■ Data excerpts

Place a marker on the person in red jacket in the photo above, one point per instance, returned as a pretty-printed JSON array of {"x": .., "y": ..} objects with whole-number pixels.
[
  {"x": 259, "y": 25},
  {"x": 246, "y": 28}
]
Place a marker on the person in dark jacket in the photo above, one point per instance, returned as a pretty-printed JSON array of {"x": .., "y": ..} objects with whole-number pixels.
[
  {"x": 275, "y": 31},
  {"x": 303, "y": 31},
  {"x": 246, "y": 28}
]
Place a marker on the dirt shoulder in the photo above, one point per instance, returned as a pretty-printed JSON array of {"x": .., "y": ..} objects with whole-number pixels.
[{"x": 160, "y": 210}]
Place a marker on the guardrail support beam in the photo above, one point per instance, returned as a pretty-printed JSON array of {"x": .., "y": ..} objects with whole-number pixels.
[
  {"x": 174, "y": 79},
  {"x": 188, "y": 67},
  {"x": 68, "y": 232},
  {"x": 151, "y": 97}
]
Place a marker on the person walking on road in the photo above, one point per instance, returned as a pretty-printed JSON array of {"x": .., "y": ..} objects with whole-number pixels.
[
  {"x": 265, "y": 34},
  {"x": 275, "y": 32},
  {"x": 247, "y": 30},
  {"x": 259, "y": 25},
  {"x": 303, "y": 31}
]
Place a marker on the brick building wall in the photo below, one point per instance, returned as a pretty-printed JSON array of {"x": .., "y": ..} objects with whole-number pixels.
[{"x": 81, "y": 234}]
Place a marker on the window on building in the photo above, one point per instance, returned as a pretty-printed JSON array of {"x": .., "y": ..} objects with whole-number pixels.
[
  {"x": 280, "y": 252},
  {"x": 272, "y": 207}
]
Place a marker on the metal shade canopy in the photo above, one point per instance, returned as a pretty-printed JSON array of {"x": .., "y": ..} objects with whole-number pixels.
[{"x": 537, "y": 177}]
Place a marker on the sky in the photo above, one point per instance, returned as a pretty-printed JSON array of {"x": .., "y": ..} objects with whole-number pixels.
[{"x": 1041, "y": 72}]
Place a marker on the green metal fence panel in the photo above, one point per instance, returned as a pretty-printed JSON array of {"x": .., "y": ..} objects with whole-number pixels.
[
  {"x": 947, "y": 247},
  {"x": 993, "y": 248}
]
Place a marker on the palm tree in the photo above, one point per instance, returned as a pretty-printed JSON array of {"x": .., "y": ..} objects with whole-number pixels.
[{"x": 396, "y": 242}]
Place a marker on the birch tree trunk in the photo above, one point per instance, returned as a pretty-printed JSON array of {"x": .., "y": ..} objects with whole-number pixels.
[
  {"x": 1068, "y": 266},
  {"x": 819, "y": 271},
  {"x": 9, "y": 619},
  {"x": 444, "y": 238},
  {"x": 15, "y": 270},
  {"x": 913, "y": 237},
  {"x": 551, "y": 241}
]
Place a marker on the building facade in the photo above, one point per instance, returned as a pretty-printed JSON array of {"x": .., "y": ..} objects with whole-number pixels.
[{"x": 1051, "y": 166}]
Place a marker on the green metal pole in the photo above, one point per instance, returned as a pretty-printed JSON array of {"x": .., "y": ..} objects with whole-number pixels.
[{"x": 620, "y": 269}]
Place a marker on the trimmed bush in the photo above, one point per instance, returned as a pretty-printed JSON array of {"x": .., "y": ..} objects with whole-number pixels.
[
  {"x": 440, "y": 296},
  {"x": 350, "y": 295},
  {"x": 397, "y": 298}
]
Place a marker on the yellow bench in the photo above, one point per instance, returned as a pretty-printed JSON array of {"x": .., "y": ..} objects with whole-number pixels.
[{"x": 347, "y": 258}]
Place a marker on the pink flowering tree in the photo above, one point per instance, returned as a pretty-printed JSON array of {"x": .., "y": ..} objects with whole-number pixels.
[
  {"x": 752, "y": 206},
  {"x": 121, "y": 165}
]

■ Work instruction
An exact copy of every entry is the expected result.

■ Output below
Place a marker on the person in red jacket in the photo above, one point per instance, returned as a pretty-printed JSON array of {"x": .., "y": ..} objects with whole-number pixels.
[
  {"x": 259, "y": 25},
  {"x": 246, "y": 28}
]
Place a marker on the person in dark jacket in the photo above, one point per instance, returned as a pretty-printed JSON array of {"x": .., "y": ..} objects with whole-number pixels.
[
  {"x": 275, "y": 31},
  {"x": 303, "y": 31},
  {"x": 246, "y": 28}
]
Place a marker on the dirt shoulder in the photo above, one point per instance, returned as a pretty-printed JSON array of {"x": .., "y": ..} objects with whole-number pixels.
[{"x": 160, "y": 210}]
Place a marker on the guardrail support beam in the photo above, one point per instance, returned as a pretty-printed JSON array of {"x": .., "y": ..} objects with whole-number pixels.
[
  {"x": 174, "y": 79},
  {"x": 188, "y": 67},
  {"x": 68, "y": 232},
  {"x": 151, "y": 97}
]
Place a marker on the person walking on road in the photo above, one point per instance, returned as a pretty-printed JSON array of {"x": .., "y": ..} objects with whole-number pixels.
[
  {"x": 265, "y": 34},
  {"x": 275, "y": 32},
  {"x": 247, "y": 30},
  {"x": 259, "y": 25},
  {"x": 303, "y": 31}
]
Place a marker on the brick building wall in the photo below, one point per instance, returned as a pretty-printed JSON array of {"x": .., "y": ..} objects with whole-number pixels.
[{"x": 81, "y": 234}]
Place a marker on the window on building in the photo above, one point per instance, returned as a pretty-printed JSON array of {"x": .., "y": ..} objects with whole-number pixels.
[
  {"x": 280, "y": 252},
  {"x": 272, "y": 207}
]
Place a marker on the metal shade canopy in the photo above, one point per instance, returned as a pretty-printed JSON array of {"x": .., "y": ..} objects with whole-number pixels.
[{"x": 537, "y": 177}]
Place a marker on the sky in the photo above, one point per instance, returned as a pretty-printed JSON array of {"x": .., "y": ..} objects with whole-number pixels.
[{"x": 1041, "y": 72}]
Place a marker on the green metal fence panel in the photo above, one point per instance, returned as a pretty-printed JSON array of {"x": .., "y": ..} objects with whole-number pixels.
[
  {"x": 947, "y": 247},
  {"x": 993, "y": 248}
]
Place a marker on the palm tree in the photo above, one point per instance, returned as a pretty-printed JSON array of {"x": .., "y": ..} objects with whole-number pixels.
[{"x": 396, "y": 242}]
Place a marker on the birch tree trunk in the photo above, one point per instance, returned as a pretty-printed JSON array of {"x": .., "y": ..} objects with whole-number pixels.
[
  {"x": 1068, "y": 266},
  {"x": 819, "y": 271},
  {"x": 9, "y": 619},
  {"x": 444, "y": 238},
  {"x": 15, "y": 270},
  {"x": 913, "y": 237},
  {"x": 551, "y": 241}
]
Place a marker on the building facade in the photo above, one point per instance, returned as a pretty-printed JSON array of {"x": .., "y": ..} objects with whole-number pixels.
[{"x": 1051, "y": 166}]
Place a marker on the green metal pole in the photo above, one point per instance, returned as a pretty-printed JSON array of {"x": .., "y": ..} objects with whole-number pixels.
[{"x": 620, "y": 269}]
Place a marker on the trimmed bush in the photo above, one point per instance, returned as a pretty-printed JSON array of {"x": .., "y": ..} objects with whole-number pixels.
[
  {"x": 440, "y": 296},
  {"x": 350, "y": 295},
  {"x": 397, "y": 298}
]
Place a marker on the yellow bench in the photo above, one point per instance, returned as a pretty-printed JSON array of {"x": .., "y": ..} objects with whole-number pixels.
[{"x": 347, "y": 258}]
Place a marker on the pink flowering tree in the photo above, one point per instance, returned as a pretty-printed JSON array of {"x": .., "y": ..} objects with whole-number pixels.
[
  {"x": 752, "y": 206},
  {"x": 121, "y": 165}
]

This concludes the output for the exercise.